----- Material supplied

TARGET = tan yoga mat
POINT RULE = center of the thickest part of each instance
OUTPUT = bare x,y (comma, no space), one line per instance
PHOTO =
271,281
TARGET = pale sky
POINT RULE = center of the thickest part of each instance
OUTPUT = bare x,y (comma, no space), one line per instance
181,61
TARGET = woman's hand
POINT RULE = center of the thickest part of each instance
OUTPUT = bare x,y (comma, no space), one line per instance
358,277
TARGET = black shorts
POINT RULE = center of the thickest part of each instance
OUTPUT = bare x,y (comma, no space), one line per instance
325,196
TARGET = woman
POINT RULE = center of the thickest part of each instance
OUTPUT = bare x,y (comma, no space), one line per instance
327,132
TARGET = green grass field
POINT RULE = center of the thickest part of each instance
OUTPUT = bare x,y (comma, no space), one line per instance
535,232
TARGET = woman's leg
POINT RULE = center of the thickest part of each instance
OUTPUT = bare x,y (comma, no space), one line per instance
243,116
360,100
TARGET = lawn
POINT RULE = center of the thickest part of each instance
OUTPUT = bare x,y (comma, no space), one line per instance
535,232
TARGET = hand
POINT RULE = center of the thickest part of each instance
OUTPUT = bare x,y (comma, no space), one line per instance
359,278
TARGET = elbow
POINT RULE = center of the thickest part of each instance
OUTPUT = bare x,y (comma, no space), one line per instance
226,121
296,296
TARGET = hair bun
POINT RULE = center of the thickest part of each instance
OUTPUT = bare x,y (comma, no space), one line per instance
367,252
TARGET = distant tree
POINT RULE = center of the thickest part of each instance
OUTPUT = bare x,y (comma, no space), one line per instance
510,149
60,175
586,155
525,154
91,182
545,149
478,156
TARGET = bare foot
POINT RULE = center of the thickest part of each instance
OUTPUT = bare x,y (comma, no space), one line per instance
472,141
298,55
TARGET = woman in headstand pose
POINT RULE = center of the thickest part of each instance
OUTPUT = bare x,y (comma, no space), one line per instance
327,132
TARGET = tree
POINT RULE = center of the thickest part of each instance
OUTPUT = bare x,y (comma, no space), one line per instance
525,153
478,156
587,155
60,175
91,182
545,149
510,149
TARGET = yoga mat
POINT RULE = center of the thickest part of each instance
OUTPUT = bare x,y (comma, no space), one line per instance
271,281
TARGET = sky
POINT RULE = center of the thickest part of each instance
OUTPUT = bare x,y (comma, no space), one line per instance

----------

Task requirements
Output the lines from the line containing "TARGET = tree" to the end, both included; add nothing.

Output of the task
TARGET = tree
POINT RULE = center of the thickest part of each instance
OUTPUT = bare x,y (comma, no space), one line per instance
525,153
478,156
587,155
60,175
91,182
545,149
510,149
TARGET = yoga mat
POINT RULE = center of the thickest part of each instance
OUTPUT = bare x,y (comma, no space), one line per instance
271,281
TARGET = sky
POINT RULE = center of the thickest part of each instance
OUTPUT = bare x,y (comma, no space), one line per instance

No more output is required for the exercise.